■ Supplied material
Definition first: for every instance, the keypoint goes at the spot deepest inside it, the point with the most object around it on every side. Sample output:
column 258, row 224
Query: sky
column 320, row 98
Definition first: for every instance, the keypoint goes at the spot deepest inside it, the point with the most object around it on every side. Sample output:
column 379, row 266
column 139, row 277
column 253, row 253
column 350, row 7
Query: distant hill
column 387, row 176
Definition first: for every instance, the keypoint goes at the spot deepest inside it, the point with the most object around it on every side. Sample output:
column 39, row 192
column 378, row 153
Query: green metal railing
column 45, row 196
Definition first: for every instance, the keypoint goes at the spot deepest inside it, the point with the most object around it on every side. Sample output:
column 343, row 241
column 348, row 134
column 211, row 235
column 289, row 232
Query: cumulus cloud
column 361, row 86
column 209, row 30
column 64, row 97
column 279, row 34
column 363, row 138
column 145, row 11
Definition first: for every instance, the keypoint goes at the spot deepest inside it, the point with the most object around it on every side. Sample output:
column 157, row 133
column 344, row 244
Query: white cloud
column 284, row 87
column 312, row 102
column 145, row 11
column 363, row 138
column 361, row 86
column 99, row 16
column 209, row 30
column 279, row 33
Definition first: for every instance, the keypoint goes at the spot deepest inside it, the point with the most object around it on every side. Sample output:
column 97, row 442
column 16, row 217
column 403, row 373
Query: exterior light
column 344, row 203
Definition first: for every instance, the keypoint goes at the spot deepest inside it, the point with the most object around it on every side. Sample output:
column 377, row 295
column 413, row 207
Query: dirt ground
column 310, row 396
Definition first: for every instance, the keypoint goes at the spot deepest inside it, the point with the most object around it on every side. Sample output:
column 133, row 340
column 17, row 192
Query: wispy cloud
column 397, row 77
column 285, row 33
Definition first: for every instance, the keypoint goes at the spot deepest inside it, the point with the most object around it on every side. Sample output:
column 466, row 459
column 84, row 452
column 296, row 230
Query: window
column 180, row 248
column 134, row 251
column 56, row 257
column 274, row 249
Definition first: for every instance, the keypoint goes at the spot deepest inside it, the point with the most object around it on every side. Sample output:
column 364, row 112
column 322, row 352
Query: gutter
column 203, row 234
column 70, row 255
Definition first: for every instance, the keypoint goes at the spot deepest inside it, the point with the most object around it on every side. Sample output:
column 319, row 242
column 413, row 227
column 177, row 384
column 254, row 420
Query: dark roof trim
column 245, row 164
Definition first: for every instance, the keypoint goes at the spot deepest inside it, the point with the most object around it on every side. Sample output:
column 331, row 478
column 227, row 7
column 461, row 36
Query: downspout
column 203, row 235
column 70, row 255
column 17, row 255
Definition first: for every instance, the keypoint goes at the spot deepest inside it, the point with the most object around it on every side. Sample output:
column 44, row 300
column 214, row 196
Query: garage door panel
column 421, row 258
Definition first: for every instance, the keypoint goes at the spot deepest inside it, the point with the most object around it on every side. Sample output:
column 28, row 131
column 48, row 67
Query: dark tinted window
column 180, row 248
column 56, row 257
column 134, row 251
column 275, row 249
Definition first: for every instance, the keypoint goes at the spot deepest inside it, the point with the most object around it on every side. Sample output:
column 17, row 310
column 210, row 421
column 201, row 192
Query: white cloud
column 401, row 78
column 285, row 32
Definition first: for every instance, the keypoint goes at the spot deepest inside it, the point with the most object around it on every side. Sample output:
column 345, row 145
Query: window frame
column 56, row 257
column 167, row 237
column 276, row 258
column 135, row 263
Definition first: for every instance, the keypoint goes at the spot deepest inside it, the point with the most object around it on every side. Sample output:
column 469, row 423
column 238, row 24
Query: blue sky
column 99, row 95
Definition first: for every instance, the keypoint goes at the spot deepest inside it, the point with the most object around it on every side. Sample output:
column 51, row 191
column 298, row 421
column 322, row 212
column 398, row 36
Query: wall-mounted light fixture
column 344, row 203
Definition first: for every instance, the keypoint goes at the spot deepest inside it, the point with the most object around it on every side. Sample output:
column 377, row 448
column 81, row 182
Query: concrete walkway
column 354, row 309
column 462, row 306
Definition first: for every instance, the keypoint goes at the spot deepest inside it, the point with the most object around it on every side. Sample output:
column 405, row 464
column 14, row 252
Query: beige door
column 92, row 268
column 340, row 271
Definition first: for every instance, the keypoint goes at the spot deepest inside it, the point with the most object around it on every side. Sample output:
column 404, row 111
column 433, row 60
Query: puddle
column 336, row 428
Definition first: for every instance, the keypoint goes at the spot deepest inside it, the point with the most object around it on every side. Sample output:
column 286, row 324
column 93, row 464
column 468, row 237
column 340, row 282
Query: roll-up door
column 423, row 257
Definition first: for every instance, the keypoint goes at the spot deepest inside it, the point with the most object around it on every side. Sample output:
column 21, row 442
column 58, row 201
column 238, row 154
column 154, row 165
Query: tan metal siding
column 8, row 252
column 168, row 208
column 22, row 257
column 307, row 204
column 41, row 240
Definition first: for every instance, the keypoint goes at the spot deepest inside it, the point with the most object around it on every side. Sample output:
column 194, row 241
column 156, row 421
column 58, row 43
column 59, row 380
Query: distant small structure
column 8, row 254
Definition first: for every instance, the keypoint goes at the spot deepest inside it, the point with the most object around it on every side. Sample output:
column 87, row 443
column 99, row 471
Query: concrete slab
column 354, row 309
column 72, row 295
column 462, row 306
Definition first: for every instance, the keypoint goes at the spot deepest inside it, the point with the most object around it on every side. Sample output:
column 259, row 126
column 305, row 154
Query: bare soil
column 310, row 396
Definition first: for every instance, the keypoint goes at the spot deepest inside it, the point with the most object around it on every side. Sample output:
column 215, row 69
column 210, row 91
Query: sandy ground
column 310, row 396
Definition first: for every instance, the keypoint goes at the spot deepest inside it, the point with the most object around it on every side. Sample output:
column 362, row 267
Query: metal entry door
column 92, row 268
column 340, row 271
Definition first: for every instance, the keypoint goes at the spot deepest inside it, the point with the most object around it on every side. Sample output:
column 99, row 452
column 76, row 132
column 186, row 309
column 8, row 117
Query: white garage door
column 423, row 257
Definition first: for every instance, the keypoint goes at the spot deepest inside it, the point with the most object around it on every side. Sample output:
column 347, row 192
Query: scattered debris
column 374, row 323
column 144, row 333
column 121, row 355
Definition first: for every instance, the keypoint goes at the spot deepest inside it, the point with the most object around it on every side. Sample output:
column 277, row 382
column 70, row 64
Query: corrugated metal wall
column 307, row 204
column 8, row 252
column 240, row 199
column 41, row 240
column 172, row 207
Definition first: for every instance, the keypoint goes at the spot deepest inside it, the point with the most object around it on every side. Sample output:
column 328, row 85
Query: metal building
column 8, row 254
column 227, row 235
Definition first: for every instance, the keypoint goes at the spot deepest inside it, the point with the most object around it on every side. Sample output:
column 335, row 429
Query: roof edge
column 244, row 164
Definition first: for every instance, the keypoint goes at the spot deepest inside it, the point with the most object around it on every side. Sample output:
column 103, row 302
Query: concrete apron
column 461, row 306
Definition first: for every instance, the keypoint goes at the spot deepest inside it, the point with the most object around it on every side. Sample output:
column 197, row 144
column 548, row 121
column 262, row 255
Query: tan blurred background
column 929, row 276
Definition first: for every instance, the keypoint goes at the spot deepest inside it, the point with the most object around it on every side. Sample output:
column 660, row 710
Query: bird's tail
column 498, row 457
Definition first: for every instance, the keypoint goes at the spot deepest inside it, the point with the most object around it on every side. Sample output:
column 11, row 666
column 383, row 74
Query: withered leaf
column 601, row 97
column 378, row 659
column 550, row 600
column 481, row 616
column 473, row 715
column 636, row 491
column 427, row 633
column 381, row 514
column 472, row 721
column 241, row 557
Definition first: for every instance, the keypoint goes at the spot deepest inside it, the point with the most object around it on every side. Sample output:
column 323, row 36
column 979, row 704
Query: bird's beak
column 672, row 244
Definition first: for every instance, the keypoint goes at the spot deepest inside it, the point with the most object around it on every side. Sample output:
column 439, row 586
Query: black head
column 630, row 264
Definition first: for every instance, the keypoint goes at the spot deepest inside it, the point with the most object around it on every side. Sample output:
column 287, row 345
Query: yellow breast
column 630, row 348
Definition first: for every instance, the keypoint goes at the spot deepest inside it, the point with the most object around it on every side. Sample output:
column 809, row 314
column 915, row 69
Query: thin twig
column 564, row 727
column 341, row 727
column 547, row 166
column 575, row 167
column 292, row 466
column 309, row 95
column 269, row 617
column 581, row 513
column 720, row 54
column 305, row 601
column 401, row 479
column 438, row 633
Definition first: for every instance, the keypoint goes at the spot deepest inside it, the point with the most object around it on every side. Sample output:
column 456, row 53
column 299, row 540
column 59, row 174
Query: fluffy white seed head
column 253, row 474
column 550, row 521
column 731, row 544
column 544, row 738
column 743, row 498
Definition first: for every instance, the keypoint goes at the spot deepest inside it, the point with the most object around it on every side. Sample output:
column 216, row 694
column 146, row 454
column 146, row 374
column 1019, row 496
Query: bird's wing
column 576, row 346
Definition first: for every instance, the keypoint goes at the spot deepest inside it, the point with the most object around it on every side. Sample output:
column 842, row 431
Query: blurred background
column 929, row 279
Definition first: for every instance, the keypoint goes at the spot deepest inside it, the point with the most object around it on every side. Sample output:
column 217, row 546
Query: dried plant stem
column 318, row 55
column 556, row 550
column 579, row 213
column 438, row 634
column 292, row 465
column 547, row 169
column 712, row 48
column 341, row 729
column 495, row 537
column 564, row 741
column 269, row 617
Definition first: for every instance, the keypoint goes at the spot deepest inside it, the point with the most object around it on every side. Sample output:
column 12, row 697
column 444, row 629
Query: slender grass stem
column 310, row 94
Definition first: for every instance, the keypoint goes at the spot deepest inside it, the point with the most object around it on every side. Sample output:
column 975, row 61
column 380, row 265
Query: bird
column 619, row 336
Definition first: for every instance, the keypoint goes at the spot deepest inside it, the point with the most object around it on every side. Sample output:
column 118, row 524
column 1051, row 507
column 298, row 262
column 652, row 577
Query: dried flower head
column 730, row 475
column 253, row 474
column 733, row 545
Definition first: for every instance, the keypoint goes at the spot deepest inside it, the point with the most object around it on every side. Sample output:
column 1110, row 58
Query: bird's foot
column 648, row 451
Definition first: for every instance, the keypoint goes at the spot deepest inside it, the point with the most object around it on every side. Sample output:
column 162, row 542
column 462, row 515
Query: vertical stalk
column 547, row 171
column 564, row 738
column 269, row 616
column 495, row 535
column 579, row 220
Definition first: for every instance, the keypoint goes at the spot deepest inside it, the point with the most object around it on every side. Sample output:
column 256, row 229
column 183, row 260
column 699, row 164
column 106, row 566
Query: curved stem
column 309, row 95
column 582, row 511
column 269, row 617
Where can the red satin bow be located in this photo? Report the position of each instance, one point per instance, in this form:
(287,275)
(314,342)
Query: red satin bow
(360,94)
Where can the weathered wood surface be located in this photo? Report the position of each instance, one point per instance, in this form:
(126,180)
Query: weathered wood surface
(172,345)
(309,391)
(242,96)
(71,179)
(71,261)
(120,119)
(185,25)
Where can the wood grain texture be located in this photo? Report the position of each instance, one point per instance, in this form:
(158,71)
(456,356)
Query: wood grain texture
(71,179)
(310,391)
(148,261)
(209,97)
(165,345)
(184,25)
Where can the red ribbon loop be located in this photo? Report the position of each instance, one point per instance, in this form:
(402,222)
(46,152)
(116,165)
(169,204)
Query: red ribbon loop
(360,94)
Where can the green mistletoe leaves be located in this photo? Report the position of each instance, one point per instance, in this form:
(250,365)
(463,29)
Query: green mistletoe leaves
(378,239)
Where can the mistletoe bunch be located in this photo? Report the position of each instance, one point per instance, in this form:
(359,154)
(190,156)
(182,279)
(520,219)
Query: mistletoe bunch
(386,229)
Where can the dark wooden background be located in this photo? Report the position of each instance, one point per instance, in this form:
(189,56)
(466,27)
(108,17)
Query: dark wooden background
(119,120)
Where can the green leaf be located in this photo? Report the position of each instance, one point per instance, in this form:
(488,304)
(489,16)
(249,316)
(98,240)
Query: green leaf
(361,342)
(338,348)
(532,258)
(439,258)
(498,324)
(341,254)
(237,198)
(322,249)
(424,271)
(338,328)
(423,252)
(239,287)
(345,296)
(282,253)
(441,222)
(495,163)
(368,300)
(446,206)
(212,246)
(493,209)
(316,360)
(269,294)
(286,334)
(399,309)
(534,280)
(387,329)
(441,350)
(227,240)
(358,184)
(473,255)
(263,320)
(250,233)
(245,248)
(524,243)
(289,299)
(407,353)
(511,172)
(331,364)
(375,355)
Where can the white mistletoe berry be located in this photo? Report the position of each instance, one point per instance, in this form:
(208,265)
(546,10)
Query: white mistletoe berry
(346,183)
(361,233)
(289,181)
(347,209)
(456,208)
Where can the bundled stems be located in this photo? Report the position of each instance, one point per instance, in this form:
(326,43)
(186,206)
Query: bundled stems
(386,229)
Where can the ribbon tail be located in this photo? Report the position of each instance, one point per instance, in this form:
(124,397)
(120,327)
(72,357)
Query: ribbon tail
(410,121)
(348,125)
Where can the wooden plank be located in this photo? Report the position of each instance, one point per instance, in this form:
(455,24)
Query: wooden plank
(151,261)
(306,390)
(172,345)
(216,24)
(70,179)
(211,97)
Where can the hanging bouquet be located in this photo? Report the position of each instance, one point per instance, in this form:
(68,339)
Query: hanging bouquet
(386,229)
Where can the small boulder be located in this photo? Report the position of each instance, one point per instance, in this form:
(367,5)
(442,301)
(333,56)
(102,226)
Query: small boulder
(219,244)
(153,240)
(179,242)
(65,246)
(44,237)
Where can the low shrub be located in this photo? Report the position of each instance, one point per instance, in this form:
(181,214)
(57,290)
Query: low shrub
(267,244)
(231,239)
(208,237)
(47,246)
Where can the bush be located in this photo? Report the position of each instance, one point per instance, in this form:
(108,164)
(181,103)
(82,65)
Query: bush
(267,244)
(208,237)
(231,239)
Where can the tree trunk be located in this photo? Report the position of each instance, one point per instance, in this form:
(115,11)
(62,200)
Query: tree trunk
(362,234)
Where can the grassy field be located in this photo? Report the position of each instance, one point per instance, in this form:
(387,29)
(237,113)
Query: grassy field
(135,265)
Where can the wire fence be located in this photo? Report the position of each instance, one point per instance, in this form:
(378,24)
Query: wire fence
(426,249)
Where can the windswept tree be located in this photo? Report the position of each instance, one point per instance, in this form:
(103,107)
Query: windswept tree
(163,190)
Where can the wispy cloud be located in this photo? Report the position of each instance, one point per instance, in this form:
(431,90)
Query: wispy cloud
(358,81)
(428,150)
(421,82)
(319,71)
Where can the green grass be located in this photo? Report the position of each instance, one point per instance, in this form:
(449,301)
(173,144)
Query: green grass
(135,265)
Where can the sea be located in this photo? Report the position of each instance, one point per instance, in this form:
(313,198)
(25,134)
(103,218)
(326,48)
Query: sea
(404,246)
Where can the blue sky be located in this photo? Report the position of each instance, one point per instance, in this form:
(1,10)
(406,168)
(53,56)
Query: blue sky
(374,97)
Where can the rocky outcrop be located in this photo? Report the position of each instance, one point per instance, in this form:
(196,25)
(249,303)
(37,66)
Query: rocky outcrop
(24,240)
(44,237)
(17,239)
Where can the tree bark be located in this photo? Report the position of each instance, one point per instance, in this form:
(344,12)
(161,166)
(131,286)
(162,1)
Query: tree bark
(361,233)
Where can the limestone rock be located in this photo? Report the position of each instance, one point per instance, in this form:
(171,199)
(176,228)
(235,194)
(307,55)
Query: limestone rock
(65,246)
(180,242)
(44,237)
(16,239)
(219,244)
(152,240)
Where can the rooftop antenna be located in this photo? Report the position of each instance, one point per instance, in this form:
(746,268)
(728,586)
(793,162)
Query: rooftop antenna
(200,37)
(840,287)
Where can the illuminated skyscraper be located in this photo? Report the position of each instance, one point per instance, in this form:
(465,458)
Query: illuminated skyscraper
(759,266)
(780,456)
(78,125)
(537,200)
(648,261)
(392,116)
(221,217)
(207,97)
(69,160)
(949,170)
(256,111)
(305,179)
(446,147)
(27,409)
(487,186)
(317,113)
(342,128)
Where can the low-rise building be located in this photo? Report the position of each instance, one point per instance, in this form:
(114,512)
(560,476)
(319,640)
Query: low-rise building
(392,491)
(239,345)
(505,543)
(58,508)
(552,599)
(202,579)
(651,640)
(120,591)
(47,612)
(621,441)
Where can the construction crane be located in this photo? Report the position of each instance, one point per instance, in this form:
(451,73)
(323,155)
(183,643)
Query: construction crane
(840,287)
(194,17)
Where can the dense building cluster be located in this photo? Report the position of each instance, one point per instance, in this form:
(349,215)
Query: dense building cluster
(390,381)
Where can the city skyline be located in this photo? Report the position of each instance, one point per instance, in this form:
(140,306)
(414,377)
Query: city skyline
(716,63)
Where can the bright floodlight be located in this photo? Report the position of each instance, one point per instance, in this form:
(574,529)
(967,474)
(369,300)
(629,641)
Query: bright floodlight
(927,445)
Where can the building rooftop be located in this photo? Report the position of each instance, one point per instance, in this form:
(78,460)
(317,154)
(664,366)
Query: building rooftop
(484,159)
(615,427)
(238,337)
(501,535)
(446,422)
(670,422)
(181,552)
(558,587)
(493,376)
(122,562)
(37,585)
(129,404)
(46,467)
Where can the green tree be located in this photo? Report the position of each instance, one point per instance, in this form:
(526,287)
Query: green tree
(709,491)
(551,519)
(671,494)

■ What is being asked
Using the entries above, return exactly the lines from the line with "column 344, row 244" to the line with "column 461, row 36", counting both of those lines.

■ Answer to this problem
column 344, row 244
Query: white cloud
column 284, row 87
column 312, row 102
column 145, row 11
column 363, row 138
column 361, row 86
column 99, row 16
column 209, row 30
column 279, row 33
Definition first: for every instance, the keypoint goes at the spot deepest inside it, the point with the most object around it on every side. Sample output:
column 97, row 442
column 16, row 217
column 403, row 373
Query: exterior light
column 344, row 203
Definition first: for every instance, the keypoint goes at the spot deepest inside it, the point with the most object around it on every side. Sample output:
column 377, row 295
column 413, row 207
Query: dirt ground
column 310, row 396
Definition first: for every instance, the keypoint goes at the spot deepest inside it, the point with the most object around it on every side. Sample output:
column 133, row 340
column 17, row 192
Query: wispy cloud
column 397, row 77
column 285, row 33
Definition first: for every instance, the keypoint goes at the spot deepest inside it, the point with the most object around it on every side. Sample output:
column 466, row 459
column 84, row 452
column 296, row 230
Query: window
column 180, row 248
column 134, row 251
column 56, row 257
column 274, row 249
Definition first: for every instance, the keypoint goes at the spot deepest inside it, the point with the most object around it on every side. Sample output:
column 364, row 112
column 322, row 352
Query: gutter
column 203, row 234
column 70, row 255
Definition first: for every instance, the keypoint goes at the spot deepest inside it, the point with the most object around it on every side. Sample output:
column 319, row 242
column 413, row 227
column 177, row 384
column 254, row 420
Query: dark roof trim
column 245, row 164
Definition first: for every instance, the keypoint goes at the spot deepest inside it, the point with the most object around it on every side. Sample output:
column 331, row 478
column 227, row 7
column 461, row 36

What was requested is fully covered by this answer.